_Task to carry out:_ Identify every line in the rows below that contains the word "embossed", and copy each such line in full.

Excerpt from a dataset
────────────────────

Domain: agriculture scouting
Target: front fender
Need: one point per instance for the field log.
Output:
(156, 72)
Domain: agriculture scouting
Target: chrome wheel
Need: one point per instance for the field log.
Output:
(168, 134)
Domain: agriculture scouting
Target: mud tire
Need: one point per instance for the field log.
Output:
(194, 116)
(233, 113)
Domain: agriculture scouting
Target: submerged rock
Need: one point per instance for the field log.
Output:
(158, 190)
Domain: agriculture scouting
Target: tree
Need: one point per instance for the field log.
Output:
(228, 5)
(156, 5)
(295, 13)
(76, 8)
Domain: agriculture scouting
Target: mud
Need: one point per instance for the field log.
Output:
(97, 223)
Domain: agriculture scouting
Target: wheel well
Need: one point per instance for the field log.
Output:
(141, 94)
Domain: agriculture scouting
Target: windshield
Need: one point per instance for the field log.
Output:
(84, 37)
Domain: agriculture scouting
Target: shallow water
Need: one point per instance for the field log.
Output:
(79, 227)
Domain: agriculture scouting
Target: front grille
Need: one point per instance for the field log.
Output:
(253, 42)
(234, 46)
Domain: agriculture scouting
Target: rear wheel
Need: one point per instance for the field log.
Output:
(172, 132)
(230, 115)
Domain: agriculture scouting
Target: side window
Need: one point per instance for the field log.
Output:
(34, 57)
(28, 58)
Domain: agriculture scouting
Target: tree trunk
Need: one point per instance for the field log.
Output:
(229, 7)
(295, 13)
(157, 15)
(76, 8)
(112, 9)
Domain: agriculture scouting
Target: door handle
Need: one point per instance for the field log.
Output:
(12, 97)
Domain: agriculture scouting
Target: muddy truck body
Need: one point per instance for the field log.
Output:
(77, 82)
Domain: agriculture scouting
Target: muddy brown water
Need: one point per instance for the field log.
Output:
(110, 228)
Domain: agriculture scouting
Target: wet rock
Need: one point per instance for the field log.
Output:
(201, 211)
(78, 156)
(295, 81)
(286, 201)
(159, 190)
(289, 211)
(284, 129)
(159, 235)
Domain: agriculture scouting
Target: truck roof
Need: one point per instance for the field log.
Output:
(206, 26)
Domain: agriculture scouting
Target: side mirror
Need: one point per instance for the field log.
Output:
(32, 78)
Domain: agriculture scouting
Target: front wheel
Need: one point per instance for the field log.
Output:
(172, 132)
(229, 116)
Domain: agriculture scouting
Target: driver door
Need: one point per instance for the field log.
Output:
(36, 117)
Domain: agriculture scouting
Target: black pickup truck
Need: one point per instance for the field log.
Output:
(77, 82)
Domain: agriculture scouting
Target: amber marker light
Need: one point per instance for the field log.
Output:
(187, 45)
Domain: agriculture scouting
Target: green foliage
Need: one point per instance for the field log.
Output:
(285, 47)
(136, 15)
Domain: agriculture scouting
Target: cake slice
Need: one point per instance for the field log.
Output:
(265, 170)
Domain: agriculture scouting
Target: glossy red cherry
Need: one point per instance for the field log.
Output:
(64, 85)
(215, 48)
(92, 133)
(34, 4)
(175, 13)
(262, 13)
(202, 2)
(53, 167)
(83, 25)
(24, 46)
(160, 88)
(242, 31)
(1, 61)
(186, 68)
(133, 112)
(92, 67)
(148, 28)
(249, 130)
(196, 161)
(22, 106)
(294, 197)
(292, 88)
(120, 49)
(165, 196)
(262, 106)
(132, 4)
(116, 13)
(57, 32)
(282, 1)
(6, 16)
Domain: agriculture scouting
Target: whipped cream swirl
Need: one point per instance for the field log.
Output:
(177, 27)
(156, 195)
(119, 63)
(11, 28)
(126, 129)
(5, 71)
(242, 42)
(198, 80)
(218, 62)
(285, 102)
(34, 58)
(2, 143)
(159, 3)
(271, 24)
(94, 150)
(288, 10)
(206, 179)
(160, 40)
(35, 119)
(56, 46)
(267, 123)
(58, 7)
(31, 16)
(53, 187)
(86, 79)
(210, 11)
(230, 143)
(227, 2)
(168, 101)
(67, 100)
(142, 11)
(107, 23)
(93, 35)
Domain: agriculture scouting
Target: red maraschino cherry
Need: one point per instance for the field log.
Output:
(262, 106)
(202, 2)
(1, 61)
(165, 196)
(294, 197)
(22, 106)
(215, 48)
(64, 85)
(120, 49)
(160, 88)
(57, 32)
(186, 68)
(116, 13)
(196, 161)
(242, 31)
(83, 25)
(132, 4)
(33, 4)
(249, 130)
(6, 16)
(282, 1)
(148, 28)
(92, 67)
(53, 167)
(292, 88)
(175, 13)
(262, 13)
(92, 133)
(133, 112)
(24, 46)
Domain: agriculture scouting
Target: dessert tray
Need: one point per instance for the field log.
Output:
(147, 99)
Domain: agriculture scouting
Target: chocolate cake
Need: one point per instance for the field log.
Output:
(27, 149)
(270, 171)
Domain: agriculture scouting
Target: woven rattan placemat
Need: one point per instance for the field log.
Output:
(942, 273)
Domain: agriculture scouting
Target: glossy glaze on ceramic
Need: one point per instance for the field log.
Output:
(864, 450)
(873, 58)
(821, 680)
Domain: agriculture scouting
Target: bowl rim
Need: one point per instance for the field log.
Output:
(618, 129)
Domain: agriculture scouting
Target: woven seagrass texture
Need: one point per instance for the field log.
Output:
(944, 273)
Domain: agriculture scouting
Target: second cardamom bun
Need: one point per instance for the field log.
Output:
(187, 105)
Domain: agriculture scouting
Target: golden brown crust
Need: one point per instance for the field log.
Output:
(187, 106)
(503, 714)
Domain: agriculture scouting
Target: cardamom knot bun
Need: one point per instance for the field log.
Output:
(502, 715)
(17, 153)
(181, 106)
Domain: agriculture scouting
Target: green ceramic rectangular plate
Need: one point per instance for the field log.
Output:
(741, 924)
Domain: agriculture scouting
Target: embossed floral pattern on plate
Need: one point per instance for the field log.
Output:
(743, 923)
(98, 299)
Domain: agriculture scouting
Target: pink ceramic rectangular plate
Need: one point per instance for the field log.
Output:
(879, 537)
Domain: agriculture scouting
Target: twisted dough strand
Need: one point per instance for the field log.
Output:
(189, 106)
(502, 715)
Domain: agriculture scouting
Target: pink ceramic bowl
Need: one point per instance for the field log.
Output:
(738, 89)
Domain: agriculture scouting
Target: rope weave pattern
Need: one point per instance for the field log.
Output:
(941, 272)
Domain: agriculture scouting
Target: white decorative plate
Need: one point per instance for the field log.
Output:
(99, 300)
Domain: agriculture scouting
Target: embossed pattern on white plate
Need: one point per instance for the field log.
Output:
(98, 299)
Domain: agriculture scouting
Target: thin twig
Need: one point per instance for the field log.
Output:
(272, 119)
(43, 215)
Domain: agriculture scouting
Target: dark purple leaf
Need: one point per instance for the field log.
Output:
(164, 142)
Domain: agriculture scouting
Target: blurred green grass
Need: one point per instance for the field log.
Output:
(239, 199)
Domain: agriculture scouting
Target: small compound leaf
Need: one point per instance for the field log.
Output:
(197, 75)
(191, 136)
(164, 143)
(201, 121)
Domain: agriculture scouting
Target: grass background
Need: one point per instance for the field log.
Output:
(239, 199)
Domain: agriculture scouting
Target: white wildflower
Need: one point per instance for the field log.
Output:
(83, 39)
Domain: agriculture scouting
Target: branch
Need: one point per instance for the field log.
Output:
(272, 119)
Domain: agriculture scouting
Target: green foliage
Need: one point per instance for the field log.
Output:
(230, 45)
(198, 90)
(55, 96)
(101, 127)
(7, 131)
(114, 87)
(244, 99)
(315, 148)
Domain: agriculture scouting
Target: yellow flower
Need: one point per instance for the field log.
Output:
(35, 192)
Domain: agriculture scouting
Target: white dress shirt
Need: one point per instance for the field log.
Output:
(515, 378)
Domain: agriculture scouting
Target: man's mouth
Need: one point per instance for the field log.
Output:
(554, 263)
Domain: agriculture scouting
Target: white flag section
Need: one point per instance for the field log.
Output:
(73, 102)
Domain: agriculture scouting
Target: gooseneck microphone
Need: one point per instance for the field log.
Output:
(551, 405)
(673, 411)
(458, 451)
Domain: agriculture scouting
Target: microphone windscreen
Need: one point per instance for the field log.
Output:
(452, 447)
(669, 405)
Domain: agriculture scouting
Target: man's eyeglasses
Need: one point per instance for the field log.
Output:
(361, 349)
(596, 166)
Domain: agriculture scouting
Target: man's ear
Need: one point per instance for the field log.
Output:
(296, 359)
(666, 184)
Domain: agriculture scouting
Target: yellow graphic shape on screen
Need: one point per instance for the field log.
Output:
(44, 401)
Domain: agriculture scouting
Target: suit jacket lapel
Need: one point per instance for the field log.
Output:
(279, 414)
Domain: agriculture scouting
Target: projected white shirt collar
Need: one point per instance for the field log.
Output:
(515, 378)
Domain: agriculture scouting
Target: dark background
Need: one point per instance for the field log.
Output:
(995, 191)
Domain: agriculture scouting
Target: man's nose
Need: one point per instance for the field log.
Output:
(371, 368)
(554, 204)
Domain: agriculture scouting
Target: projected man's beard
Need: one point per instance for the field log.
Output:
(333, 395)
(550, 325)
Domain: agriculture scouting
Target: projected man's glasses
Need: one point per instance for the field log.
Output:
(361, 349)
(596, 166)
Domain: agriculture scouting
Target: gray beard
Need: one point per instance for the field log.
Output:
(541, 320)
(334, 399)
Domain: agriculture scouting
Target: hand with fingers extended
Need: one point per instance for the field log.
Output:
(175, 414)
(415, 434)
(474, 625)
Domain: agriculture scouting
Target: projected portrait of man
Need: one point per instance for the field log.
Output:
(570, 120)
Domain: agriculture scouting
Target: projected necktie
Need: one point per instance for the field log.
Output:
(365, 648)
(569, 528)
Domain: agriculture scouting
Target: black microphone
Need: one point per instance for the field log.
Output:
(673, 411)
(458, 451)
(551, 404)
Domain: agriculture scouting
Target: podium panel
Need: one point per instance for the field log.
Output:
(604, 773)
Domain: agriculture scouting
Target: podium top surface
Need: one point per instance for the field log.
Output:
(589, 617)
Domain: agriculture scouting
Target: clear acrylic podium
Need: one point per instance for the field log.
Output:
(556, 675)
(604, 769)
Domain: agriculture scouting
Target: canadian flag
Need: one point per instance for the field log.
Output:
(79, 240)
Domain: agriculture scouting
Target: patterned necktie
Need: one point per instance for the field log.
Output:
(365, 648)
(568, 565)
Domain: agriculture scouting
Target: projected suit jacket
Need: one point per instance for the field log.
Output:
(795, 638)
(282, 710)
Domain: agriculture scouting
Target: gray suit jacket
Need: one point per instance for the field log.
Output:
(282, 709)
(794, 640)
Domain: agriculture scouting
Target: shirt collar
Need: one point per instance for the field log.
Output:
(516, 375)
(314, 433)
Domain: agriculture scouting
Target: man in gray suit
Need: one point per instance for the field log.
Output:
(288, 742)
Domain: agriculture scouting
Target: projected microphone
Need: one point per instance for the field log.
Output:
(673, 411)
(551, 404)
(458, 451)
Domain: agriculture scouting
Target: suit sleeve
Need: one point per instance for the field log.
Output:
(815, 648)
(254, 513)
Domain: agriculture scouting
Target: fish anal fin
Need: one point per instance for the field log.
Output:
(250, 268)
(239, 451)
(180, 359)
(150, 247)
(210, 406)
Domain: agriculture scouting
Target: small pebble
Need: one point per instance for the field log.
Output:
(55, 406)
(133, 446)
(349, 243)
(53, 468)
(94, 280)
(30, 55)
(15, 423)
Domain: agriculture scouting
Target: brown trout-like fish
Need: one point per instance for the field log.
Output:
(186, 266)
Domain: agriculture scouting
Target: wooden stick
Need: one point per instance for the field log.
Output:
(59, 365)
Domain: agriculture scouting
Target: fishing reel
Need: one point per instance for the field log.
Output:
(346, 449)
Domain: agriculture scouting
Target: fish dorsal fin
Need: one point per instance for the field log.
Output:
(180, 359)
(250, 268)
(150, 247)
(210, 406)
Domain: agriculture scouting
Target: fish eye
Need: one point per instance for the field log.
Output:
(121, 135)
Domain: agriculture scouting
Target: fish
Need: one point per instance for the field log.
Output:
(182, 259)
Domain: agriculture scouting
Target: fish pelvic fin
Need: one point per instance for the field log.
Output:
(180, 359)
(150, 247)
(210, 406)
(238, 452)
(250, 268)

────────────────────

_Reply to the exercise:_
Target: embossed floral pattern on plate
Target: embossed pattern on white plate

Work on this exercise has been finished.